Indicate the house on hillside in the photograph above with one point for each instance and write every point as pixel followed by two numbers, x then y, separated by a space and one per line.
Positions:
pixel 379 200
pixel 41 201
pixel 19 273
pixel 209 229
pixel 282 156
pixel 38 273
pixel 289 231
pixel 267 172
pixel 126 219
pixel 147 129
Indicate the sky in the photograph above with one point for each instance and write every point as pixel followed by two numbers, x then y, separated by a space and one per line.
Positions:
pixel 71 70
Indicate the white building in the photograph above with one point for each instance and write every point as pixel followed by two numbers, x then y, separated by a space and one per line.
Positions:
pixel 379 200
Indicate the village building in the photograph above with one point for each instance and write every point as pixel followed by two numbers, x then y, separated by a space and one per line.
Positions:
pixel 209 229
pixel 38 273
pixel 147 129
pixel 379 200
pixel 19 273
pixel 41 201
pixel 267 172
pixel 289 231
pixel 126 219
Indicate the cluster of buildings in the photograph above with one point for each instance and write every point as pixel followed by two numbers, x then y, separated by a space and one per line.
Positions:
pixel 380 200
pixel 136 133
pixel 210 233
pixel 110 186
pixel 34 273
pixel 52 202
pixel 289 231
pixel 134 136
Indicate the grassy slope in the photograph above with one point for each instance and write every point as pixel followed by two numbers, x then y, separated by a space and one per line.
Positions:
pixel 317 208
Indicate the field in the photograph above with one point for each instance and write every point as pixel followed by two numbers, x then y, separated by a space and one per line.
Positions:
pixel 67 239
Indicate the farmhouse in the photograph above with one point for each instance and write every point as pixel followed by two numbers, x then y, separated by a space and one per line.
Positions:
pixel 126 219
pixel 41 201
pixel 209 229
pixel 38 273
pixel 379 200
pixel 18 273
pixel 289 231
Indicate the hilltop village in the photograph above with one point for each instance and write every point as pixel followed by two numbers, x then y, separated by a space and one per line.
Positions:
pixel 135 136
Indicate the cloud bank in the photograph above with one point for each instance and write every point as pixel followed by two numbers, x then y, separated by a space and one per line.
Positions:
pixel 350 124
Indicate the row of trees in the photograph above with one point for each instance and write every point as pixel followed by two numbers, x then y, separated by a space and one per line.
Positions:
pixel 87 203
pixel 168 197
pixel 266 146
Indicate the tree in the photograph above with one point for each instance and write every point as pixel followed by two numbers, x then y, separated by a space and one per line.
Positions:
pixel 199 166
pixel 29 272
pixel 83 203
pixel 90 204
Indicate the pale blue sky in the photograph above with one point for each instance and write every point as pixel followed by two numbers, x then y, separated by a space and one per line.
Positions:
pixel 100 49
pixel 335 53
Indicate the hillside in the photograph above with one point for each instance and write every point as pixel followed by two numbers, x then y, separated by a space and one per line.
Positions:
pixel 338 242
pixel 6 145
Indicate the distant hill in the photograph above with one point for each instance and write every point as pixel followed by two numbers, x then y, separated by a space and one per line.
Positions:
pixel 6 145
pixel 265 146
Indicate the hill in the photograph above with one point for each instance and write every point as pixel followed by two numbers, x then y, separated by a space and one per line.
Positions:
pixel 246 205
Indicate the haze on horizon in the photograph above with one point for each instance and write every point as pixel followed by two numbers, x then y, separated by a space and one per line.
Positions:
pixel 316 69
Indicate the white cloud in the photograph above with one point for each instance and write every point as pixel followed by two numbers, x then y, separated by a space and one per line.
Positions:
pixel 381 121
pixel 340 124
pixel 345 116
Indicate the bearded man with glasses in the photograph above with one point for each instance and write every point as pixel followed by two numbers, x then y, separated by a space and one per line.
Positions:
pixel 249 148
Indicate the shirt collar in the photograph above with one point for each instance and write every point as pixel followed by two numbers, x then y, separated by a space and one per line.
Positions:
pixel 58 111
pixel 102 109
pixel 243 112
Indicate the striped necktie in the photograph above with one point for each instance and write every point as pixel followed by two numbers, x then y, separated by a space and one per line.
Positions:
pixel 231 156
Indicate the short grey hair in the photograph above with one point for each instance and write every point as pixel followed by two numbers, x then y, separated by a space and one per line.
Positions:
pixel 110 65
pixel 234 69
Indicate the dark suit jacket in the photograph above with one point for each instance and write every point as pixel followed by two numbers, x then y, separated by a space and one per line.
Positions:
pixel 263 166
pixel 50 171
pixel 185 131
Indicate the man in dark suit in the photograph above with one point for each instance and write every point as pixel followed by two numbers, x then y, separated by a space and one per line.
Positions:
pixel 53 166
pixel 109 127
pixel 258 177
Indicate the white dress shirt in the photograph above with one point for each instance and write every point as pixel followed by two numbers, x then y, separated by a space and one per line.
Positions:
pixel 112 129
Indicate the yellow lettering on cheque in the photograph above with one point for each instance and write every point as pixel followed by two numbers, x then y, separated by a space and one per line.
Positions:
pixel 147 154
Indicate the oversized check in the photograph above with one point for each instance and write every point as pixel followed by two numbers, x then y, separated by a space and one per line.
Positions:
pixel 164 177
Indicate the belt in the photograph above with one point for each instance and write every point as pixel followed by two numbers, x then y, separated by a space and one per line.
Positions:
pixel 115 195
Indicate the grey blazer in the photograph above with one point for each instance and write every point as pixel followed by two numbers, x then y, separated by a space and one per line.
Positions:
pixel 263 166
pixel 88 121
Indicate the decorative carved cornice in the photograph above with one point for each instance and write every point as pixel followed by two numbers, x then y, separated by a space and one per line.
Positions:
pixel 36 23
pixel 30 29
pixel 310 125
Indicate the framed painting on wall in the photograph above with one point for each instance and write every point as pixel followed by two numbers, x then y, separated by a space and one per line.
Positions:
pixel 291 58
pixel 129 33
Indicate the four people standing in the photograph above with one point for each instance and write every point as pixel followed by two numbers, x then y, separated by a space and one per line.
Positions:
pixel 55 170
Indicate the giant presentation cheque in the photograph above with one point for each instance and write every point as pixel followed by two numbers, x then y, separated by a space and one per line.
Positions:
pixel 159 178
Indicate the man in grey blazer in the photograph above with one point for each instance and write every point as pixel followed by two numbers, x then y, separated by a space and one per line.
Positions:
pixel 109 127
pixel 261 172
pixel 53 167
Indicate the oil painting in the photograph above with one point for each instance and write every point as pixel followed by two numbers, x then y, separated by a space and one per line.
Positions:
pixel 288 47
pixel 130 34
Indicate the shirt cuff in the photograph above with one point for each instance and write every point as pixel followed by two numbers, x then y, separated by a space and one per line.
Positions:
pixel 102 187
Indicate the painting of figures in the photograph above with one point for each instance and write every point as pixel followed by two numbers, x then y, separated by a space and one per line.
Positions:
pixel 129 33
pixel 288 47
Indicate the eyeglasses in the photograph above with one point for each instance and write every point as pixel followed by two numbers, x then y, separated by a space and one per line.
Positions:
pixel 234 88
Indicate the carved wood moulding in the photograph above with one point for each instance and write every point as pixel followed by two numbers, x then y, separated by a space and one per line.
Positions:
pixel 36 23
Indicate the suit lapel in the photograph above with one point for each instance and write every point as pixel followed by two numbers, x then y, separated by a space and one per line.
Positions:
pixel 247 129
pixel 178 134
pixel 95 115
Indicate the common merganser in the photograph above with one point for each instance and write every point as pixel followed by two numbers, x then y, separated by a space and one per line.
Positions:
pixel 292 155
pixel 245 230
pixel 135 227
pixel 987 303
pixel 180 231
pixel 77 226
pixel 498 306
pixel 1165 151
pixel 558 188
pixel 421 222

[What this task involves]:
Repeat every line of the records above exactly.

[Result of the task]:
Indicate the house on hillside in the photograph above with one point for each instance and write every point as pixel followed by two numbers, x then y, separated by a space and one per line.
Positions:
pixel 379 200
pixel 41 201
pixel 19 273
pixel 209 229
pixel 282 156
pixel 38 273
pixel 289 231
pixel 267 172
pixel 126 219
pixel 147 129
Indicate the sky in the photograph above with one point for each instance and write every point as pixel followed by two numbers, x then y, separated by a space and one per line.
Positions:
pixel 71 70
Indicate the white building in the photograph above with one point for each instance and write every point as pixel followed by two numbers, x then y, separated by a space and one per line.
Positions:
pixel 379 200
Indicate the village building in the photograph above with one point for each instance and write every point as pixel followed by two numbers, x then y, separated by a space and one per line.
Positions:
pixel 209 229
pixel 38 273
pixel 147 129
pixel 379 200
pixel 19 273
pixel 41 201
pixel 267 172
pixel 289 231
pixel 126 219
Indicate the cluster of buildings in the photograph above with one point for each instance and write every point as pixel followed by two numbers, x then y, separated by a space and one per line.
Positions:
pixel 380 200
pixel 136 133
pixel 210 233
pixel 110 186
pixel 34 273
pixel 52 202
pixel 289 231
pixel 134 136
Indicate the grassy slope in the photograph above with one point for each instance and write every point as pixel followed by two numbers, x then y, separated by a space and one per line.
Positions:
pixel 317 208
Indicate the field in the photograph above with one point for each instance and write every point as pixel followed by two numbers, x then y, separated by a space and one per line.
Positions:
pixel 67 239
Indicate the farmhouse in the photograph above with one point for each instance and write every point as pixel followed by two numbers, x then y, separated by a space and one per line.
Positions:
pixel 126 219
pixel 41 201
pixel 209 229
pixel 38 273
pixel 379 200
pixel 18 273
pixel 289 231
Indicate the hilltop village in the photograph above with one point for each instance and write every point as pixel followed by two numbers, x then y, separated by a space and one per line.
Positions:
pixel 135 136
Indicate the cloud bank in the photograph above with one point for each instance and write every point as pixel followed by two numbers, x then y, separated by a space and one per line.
Positions:
pixel 350 124
Indicate the row of trees in the photograph above with one point for each instance and write every point as pixel followed by two numbers, x then y, separated by a space and one per line.
Positions:
pixel 87 203
pixel 168 197
pixel 266 146
Indicate the tree in the photograph above with one point for each instance and write every point as pixel followed by two numbers, x then y, separated by a space and one per line.
Positions:
pixel 199 166
pixel 29 272
pixel 83 203
pixel 90 204
Indicate the pale blue sky in the photograph above with one point for each instance and write every point as pixel followed by two numbers, x then y, separated by a space and one per line.
Positions:
pixel 100 49
pixel 335 53
Indicate the hillside in the photograph above with one point for each instance and write every point as pixel followed by two numbers, x then y, separated by a space and one per line.
Positions:
pixel 338 242
pixel 6 145
Indicate the distant hill in the photograph above with one point for each instance and write every point as pixel followed by two numbers, x then y, separated by a space and one per line.
Positions:
pixel 6 145
pixel 265 146
Indicate the hill in the photograph above with one point for each instance and write every point as pixel followed by two numbers, x then y, separated by a space and one per line.
Positions:
pixel 246 205
Indicate the haze on horizon in the photograph above with one point for each instance and write every point as pixel followed by two numbers, x then y, separated by a space and one per line.
Positions:
pixel 316 69
Indicate the white cloud in the photograph above with one point for each instance and write every point as pixel followed by two numbers, x then y, separated by a space and one per line.
Positions:
pixel 381 121
pixel 340 124
pixel 345 116
Indicate the bearded man with glasses in the photograph above with one point for each instance and write every point as pixel followed by two numbers, x then y, separated by a space and one per line.
Positions:
pixel 249 148
Indicate the shirt collar in the photograph above with one point for each instance and write every point as pixel followed by two numbers, x then y, separated by a space and one per line.
Positions:
pixel 58 111
pixel 102 109
pixel 243 112
Indicate the striped necktie in the photograph above with one point for each instance and write every point as pixel followed by two numbers, x then y, separated by a space and one per line.
Positions:
pixel 231 156
Indicate the short grey hair in the photograph above with one point for each instance and write every point as pixel followed by two numbers, x then y, separated by a space and one per line.
Positions:
pixel 110 65
pixel 234 69
Indicate the dark suit jacket in the photograph above with one point for each instance and write every point as pixel followed by two numbers, x then y, separated by a space and one per line.
Positions:
pixel 263 166
pixel 50 171
pixel 185 131
Indicate the man in dark suit in the photograph above with one point for each instance and write every point as pixel followed by two numbers, x then y, separated by a space and one per line.
Positions:
pixel 53 166
pixel 109 127
pixel 258 177
Indicate the white dress shirt in the photograph above with one point for each instance and write every point as pixel followed by two numbers, x then y, separated by a space and one per line.
Positions:
pixel 112 129
Indicate the yellow lettering on cheque in the photograph above with one point for each instance and write every point as pixel followed by two numbers, x then y, separated by a space and one per line.
Positions:
pixel 147 154
Indicate the oversized check in the photograph above with one point for each instance and write every point as pixel followed by two numbers, x then y, separated by a space and one per line.
Positions:
pixel 164 177
Indicate the belt in the photograph above with one point for each instance and write every point as pixel followed by two numbers, x then y, separated by a space and one per line.
Positions:
pixel 115 195
Indicate the grey blazer in the photograph above with one point for each instance and write every point as pixel followed by two numbers, x then y, separated by a space and one per line.
Positions:
pixel 263 166
pixel 88 121
Indicate the decorative carved cornice in the photograph above with one point for each instance and write every point as pixel followed by two numbers, x then y, separated by a space and one per line.
Positions:
pixel 36 23
pixel 30 29
pixel 310 125
Indicate the framed painting on wall in the photograph above with one point for each instance and write every point as pixel followed by two numbers, x then y, separated by a space and one per line.
Positions:
pixel 291 58
pixel 129 33
Indicate the four people standing in the photograph above with one point for each instance and write every point as pixel followed by two numbers, x then y, separated by a space and one per line.
Positions:
pixel 55 170
Indicate the giant presentation cheque in the photograph above with one point for each instance and write every point as pixel followed by two numbers, x then y, separated by a space and one per line.
Positions:
pixel 159 178
Indicate the man in grey blazer in the photograph above with one point for each instance and write every point as pixel followed by two numbers, x then y, separated by a space and one per line.
Positions:
pixel 109 127
pixel 261 172
pixel 53 167
Indicate the oil painting in the photograph above with one point for each instance and write every point as pixel followed by two numbers, x then y, separated by a space and one per line.
Positions:
pixel 288 47
pixel 130 34
Indicate the shirt cuff in the photograph above with one point for each instance and write every point as pixel followed by two numbers, x then y, separated by a space and one per line.
Positions:
pixel 102 187
Indicate the painting of figures in the photograph above with one point for each instance and write every point as pixel followed by two numbers, x then y, separated by a space and one per line.
Positions:
pixel 129 33
pixel 288 47
Indicate the eyeglasses in the photograph above with one point for each instance and write every point as pixel followed by two numbers, x then y, separated by a space and one per line.
Positions:
pixel 234 88
Indicate the carved wood moulding in the photograph above with one point for each instance and write every point as pixel followed by two numbers, x then y, separated by a space and one per line.
Positions:
pixel 36 23
Indicate the suit lapel in the photograph above with one point for each instance and write every point as pixel followed by two numbers, x then y, separated by a space and one per line.
Positions:
pixel 247 129
pixel 178 134
pixel 95 115
Indicate the common merganser in the photograph above with one point for each instance and write every point as pixel followed by two numbers, x then y, separated by a space and one per line.
Positions:
pixel 292 155
pixel 245 230
pixel 135 227
pixel 987 303
pixel 180 231
pixel 77 226
pixel 498 306
pixel 1165 151
pixel 558 188
pixel 421 222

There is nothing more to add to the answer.